--- start SOURCE DATA ---

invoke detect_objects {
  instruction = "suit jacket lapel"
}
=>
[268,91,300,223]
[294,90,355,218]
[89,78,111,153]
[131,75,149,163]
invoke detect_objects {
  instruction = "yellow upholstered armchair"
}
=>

--- end SOURCE DATA ---

Format every line of the entries above as a Markdown table with the columns Row and Line, numbering each row and leaving out blank lines.

◆ **RESULT OF THE EXERCISE**
| Row | Line |
|---|---|
| 1 | invoke detect_objects { |
| 2 |   instruction = "suit jacket lapel" |
| 3 | } |
| 4 | => |
| 5 | [268,91,300,223] |
| 6 | [294,90,355,218] |
| 7 | [89,78,111,153] |
| 8 | [131,75,149,163] |
| 9 | invoke detect_objects { |
| 10 |   instruction = "yellow upholstered armchair" |
| 11 | } |
| 12 | => |